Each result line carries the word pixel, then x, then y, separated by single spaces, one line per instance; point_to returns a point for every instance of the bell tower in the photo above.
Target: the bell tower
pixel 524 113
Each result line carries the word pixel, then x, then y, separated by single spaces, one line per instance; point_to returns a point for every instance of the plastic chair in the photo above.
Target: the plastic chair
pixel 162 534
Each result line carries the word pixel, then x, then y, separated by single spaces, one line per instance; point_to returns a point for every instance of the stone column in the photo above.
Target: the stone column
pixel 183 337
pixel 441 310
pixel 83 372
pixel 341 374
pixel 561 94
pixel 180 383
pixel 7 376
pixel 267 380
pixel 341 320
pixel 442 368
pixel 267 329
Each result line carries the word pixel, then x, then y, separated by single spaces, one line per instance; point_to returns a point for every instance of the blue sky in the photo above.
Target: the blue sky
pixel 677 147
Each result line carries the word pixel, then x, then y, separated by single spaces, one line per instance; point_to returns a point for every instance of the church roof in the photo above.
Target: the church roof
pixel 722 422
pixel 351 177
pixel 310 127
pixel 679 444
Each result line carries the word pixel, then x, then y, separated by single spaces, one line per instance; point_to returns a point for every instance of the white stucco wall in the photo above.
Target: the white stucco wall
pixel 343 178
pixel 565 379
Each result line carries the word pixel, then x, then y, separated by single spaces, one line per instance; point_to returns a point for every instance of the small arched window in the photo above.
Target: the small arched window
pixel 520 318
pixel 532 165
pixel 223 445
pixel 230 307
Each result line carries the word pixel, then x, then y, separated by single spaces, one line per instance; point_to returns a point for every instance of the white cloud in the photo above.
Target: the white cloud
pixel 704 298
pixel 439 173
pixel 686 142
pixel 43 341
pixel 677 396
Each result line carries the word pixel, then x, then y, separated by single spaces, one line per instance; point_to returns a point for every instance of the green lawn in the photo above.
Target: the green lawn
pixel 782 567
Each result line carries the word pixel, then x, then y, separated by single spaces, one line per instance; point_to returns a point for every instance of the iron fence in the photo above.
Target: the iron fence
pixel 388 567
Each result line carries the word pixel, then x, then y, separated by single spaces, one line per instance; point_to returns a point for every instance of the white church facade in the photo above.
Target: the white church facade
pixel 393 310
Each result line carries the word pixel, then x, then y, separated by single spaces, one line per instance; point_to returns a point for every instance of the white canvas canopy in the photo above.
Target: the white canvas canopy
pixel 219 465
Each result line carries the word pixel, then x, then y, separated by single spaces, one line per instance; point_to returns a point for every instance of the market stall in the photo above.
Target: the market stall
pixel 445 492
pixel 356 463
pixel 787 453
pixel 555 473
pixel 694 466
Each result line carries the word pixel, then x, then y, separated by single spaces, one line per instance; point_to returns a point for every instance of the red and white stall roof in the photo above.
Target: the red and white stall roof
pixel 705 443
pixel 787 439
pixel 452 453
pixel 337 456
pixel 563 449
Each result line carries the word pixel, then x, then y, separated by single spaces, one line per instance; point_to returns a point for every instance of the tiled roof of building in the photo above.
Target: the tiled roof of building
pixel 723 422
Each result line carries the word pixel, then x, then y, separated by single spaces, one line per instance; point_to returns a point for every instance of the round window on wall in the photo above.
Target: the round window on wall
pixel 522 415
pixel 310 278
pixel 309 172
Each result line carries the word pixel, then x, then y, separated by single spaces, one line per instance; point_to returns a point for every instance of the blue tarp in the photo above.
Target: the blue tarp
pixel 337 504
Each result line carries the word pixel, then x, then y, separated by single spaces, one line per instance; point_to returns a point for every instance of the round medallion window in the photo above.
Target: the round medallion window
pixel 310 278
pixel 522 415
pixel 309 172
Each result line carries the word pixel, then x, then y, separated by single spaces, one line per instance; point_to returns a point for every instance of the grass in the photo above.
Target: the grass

◆ AIM OF THE EXERCISE ◆
All entries must be repeated verbatim.

◆ ANSWER BOX ◆
Each result line carries the word pixel, then x, then y, separated by single spaces, one line per instance; point_to returns a point for every instance of the bell tower in the photo above.
Target: the bell tower
pixel 524 113
Each result line carries the word pixel, then x, then y, separated by single spaces, one line per instance; point_to returns a point for every instance of the plastic chair in the photo above.
Target: the plastic chair
pixel 162 534
Each result line carries the word pixel, then x, then y, separated by single spaces, one line per instance; point_to returns a point for every instance of the stone column in the photo above.
Target: the stone column
pixel 183 337
pixel 441 310
pixel 83 372
pixel 341 374
pixel 561 94
pixel 180 383
pixel 7 376
pixel 267 380
pixel 341 320
pixel 442 368
pixel 267 329
Each result line carries the word pixel, then x, then y, separated by single spaces, one line per instance; point_to returns a point for every instance of the blue sky in the photo above.
Target: the blue sky
pixel 677 147
Each result line carries the word pixel, then x, then y, separated by single spaces, one line per instance; point_to returns a point for every instance of the church roof in the photo above.
Target: the church roof
pixel 722 422
pixel 351 177
pixel 310 127
pixel 679 444
Each result line carries the word pixel, then x, then y, separated by single spaces, one line per instance; point_to returns a point for every instance of the white stucco wall in the photo above.
Target: the white stucco wall
pixel 343 178
pixel 565 379
Each result line carries the word pixel, then x, then y, separated by single spaces, one line per instance; point_to returns a point for every instance of the small arched window in the photo above.
Target: the small arched window
pixel 520 318
pixel 532 165
pixel 223 445
pixel 230 307
Each result line carries the word pixel, then x, then y, separated by single spaces, one line per instance; point_to returns a point for every instance of the white cloud in the photo above.
Target: the white cloud
pixel 704 298
pixel 439 173
pixel 686 142
pixel 43 341
pixel 677 396
Each result line carries the word pixel, then x, then y, separated by single spaces, one line per instance; point_to returns a point for every instance of the green lawn in the photo above.
Target: the green lawn
pixel 782 567
Each result line carries the word pixel, then x, then y, separated by single spaces, one line per instance; point_to returns a point for every instance of the iron fence in the photo above.
Target: the iron fence
pixel 388 567
Each result line carries the word pixel, then x, then y, separated by single spaces, one line per instance; point_to returns a point for every instance of the white church facade in the photo above.
Target: the white church facade
pixel 393 310
Each result line carries the word pixel, then x, then y, separated by single spaces, one line per instance; point_to returns a point for every instance of the white canvas canopy in the photo above.
Target: the white canvas canopy
pixel 219 465
Each result line carries the word pixel, then x, then y, separated by single spaces, one line per instance; point_to returns a point for every instance of the market stall in the photo above.
Target: the market stall
pixel 445 492
pixel 356 463
pixel 787 453
pixel 555 473
pixel 694 466
Each result line carries the word pixel, then x, then y, separated by single spaces, one line per instance; point_to returns a point for every instance of the red and white stall roof in the photo above.
Target: the red and white stall roof
pixel 705 443
pixel 787 439
pixel 452 453
pixel 337 456
pixel 563 449
Each result line carries the word pixel, then x, then y, separated by single spaces, one line per instance; point_to returns a point for every instance of the tiled roof of building in the photo above.
Target: the tiled roof of building
pixel 723 422
Each result line carries the word pixel, then x, then y, separated by single spaces, one line per instance; point_to returns a point for every instance of the round window on wall in the photo above.
Target: the round window on wall
pixel 522 415
pixel 310 278
pixel 309 172
Each result line carries the word pixel, then x, then y, separated by single spaces, one line per instance; point_to returns a point for every instance of the blue tarp in the photo above.
Target: the blue tarp
pixel 337 504
Each result line carries the word pixel, then x, then y, separated by single spaces, one line per instance; point_to returns a point for every instance of the round medallion window in the photo above.
Target: the round medallion window
pixel 310 278
pixel 522 415
pixel 309 172
Each result line carries the word pixel, then x, then y, separated by single spaces, one line per instance; point_to returns a point for every instance of the grass in the photo above.
Target: the grass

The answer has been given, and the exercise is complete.